◆ **WHAT TO WORK ON**: Using the records that follow, tally the lines containing the word "orange" and state only the count.
== DATA FOR REVIEW ==
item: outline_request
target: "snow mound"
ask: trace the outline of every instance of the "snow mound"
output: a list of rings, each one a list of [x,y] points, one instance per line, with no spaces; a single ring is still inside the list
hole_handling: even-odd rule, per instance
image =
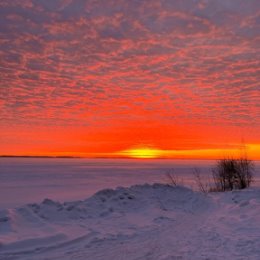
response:
[[[0,259],[259,259],[260,190],[164,184],[0,212]]]
[[[0,230],[2,233],[17,232],[21,223],[23,227],[38,228],[47,223],[140,213],[155,208],[193,212],[202,210],[206,204],[205,196],[185,187],[164,184],[118,187],[101,190],[82,201],[60,203],[46,198],[40,204],[27,204],[21,208],[0,211]]]
[[[9,248],[11,244],[16,248],[17,245],[26,247],[31,244],[31,239],[41,242],[46,237],[53,237],[53,233],[56,239],[66,240],[70,232],[66,232],[64,226],[78,228],[93,222],[93,219],[104,221],[102,219],[125,216],[138,226],[149,225],[164,219],[154,219],[160,211],[193,212],[202,210],[205,205],[206,199],[201,194],[163,184],[105,189],[83,201],[60,203],[46,198],[40,204],[0,212],[0,234],[5,238],[1,245],[2,248]]]
[[[119,187],[115,190],[106,189],[97,192],[85,201],[86,205],[110,209],[118,212],[137,212],[151,208],[161,210],[201,210],[205,206],[205,196],[181,186],[164,184],[135,185],[130,188]]]

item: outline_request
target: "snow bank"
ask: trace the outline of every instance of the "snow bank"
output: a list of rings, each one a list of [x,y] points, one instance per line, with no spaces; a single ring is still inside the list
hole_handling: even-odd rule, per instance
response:
[[[259,189],[145,184],[45,199],[0,212],[0,259],[259,259],[259,212]]]

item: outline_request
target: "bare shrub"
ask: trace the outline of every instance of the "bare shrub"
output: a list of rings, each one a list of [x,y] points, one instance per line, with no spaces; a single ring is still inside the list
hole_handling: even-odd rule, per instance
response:
[[[221,159],[212,170],[214,190],[245,189],[253,180],[254,164],[247,158]]]
[[[210,191],[209,181],[203,180],[203,178],[201,177],[201,172],[198,168],[193,169],[193,176],[199,190],[203,193],[208,193]]]
[[[181,186],[181,185],[183,185],[183,180],[180,179],[178,176],[176,176],[176,174],[174,173],[173,169],[168,170],[165,175],[166,175],[168,183],[170,185],[172,185],[172,186]]]
[[[249,187],[253,181],[254,163],[247,158],[237,160],[237,181],[240,189]]]

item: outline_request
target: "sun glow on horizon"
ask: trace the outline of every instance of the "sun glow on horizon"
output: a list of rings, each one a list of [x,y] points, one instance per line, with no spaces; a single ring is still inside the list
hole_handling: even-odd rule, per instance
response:
[[[2,155],[4,156],[4,154]],[[5,155],[5,156],[8,156]],[[210,159],[248,157],[251,160],[260,160],[260,144],[239,144],[233,147],[203,148],[203,149],[161,149],[149,146],[133,146],[117,152],[84,152],[84,151],[38,151],[21,152],[10,156],[36,157],[79,157],[79,158],[135,158],[135,159]]]
[[[211,148],[211,149],[188,149],[188,150],[163,150],[152,147],[136,147],[123,150],[114,155],[136,159],[156,159],[156,158],[175,158],[175,159],[220,159],[220,158],[240,158],[248,157],[259,160],[260,145],[247,144],[241,149],[237,144],[233,148]]]
[[[155,148],[143,147],[143,148],[133,148],[121,152],[122,155],[130,158],[158,158],[161,156],[162,151]]]

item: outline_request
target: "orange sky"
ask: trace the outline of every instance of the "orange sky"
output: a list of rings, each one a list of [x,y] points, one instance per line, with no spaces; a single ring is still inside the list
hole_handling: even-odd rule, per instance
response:
[[[258,1],[0,12],[0,154],[260,159]]]

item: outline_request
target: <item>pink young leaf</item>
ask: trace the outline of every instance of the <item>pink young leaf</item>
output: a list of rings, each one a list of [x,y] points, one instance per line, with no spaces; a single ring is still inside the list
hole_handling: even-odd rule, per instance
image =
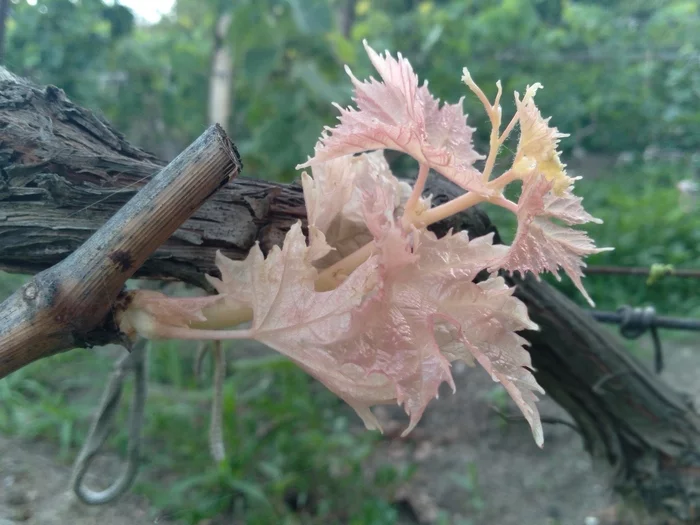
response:
[[[339,156],[373,149],[407,153],[467,190],[489,193],[474,161],[483,158],[472,144],[473,128],[458,104],[439,107],[427,85],[418,87],[411,64],[401,56],[377,54],[364,42],[372,64],[383,82],[358,80],[346,67],[355,87],[357,109],[340,111],[340,124],[326,128],[315,155],[297,168],[305,168]]]
[[[478,284],[453,286],[440,297],[450,319],[461,333],[462,347],[443,350],[450,360],[470,362],[472,356],[500,382],[530,424],[535,442],[542,446],[544,437],[535,392],[544,393],[530,369],[530,354],[523,348],[527,341],[516,334],[536,329],[527,316],[525,305],[512,296],[503,278],[495,277]]]
[[[567,224],[600,222],[585,212],[580,199],[570,192],[564,192],[561,197],[552,195],[550,190],[554,184],[544,176],[524,182],[518,200],[518,230],[515,240],[508,253],[492,262],[490,269],[503,268],[522,274],[531,271],[536,276],[549,271],[560,279],[558,269],[561,267],[593,306],[593,300],[581,282],[581,268],[586,267],[582,258],[612,248],[596,248],[586,232],[560,226],[549,220],[560,219]]]
[[[593,217],[583,209],[581,204],[583,197],[577,197],[571,190],[572,188],[569,187],[561,196],[557,196],[551,191],[545,194],[543,215],[554,217],[569,225],[586,224],[587,222],[603,224],[601,219]]]
[[[520,141],[514,169],[523,178],[544,175],[553,183],[554,193],[561,195],[573,182],[573,179],[567,176],[566,165],[561,162],[557,151],[559,141],[569,135],[559,133],[557,128],[550,127],[551,117],[542,118],[540,110],[535,105],[535,93],[540,88],[542,88],[541,84],[528,86],[522,100],[516,93]]]
[[[382,374],[396,386],[397,401],[410,415],[405,433],[418,423],[443,382],[454,389],[448,361],[471,364],[476,358],[503,383],[541,445],[532,393],[541,388],[525,368],[531,365],[524,340],[515,335],[536,325],[503,279],[473,283],[507,247],[494,246],[493,235],[472,241],[466,232],[450,232],[442,239],[425,231],[407,235],[381,213],[383,204],[380,191],[366,191],[366,219],[379,252],[381,288],[353,313],[352,324],[361,327],[357,335],[334,352],[344,356],[344,364]]]
[[[301,174],[301,184],[309,223],[309,246],[314,260],[321,259],[333,248],[326,232],[352,196],[355,168],[360,157],[345,156],[313,166],[313,178]]]
[[[365,222],[366,192],[381,192],[385,199],[383,211],[395,217],[403,213],[403,205],[411,194],[411,186],[391,173],[383,150],[346,155],[313,165],[311,170],[313,178],[306,172],[302,175],[309,208],[310,246],[324,244],[317,240],[322,238],[332,249],[315,264],[317,268],[330,266],[372,240]],[[349,197],[344,193],[348,181]],[[430,207],[429,199],[422,199],[422,205]]]
[[[336,290],[319,294],[313,278],[303,277],[308,266],[301,252],[307,248],[293,229],[281,252],[251,262],[254,275],[279,276],[273,286],[252,280],[259,303],[253,305],[252,337],[299,363],[368,428],[378,426],[371,406],[403,405],[410,415],[406,433],[443,382],[454,388],[449,360],[476,358],[503,383],[541,444],[532,393],[539,387],[526,368],[524,340],[515,335],[536,326],[502,279],[472,282],[507,248],[494,246],[491,236],[469,241],[462,232],[438,240],[430,232],[406,233],[390,211],[391,186],[370,180],[361,178],[358,187],[377,255]],[[265,300],[268,294],[274,303]]]
[[[442,340],[441,351],[448,360],[470,363],[472,356],[500,381],[522,410],[532,427],[535,441],[542,445],[542,426],[534,405],[533,391],[542,392],[531,368],[526,341],[515,332],[537,329],[526,306],[512,296],[503,279],[472,282],[494,257],[508,248],[492,244],[493,235],[469,240],[466,232],[436,239],[425,234],[418,247],[418,269],[426,291],[440,305],[442,319],[458,329],[463,346]],[[442,286],[440,285],[442,281]],[[452,343],[455,341],[453,340]]]
[[[391,402],[394,389],[382,376],[367,377],[358,367],[343,367],[333,352],[358,329],[352,324],[351,313],[376,280],[376,257],[360,265],[336,289],[316,292],[317,272],[309,263],[309,250],[296,223],[281,250],[275,247],[265,258],[257,246],[253,248],[240,263],[249,278],[224,283],[226,292],[236,296],[236,285],[249,282],[253,310],[249,336],[286,355],[321,381],[355,408],[368,428],[379,428],[369,406]]]
[[[505,249],[490,239],[470,242],[464,233],[437,239],[421,232],[415,262],[398,269],[385,260],[393,258],[394,248],[389,254],[382,249],[381,290],[353,314],[352,324],[361,327],[357,335],[340,342],[334,352],[344,365],[384,375],[395,385],[396,399],[410,415],[404,434],[419,422],[443,382],[454,389],[448,361],[471,364],[476,358],[503,383],[541,445],[532,393],[541,388],[525,368],[531,366],[522,348],[525,341],[515,334],[536,326],[503,279],[472,282]]]
[[[464,97],[456,104],[444,103],[440,107],[440,99],[433,97],[425,82],[418,89],[418,98],[425,113],[427,144],[423,152],[429,165],[462,188],[475,188],[480,173],[473,164],[484,156],[474,149],[475,128],[467,126],[462,110]]]
[[[221,295],[231,295],[231,290],[236,290],[236,301],[240,304],[250,305],[253,300],[250,272],[242,261],[234,261],[224,256],[220,251],[216,252],[214,259],[216,267],[221,272],[221,279],[211,275],[205,275],[211,284]]]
===
◆ **RESPONSE**: 2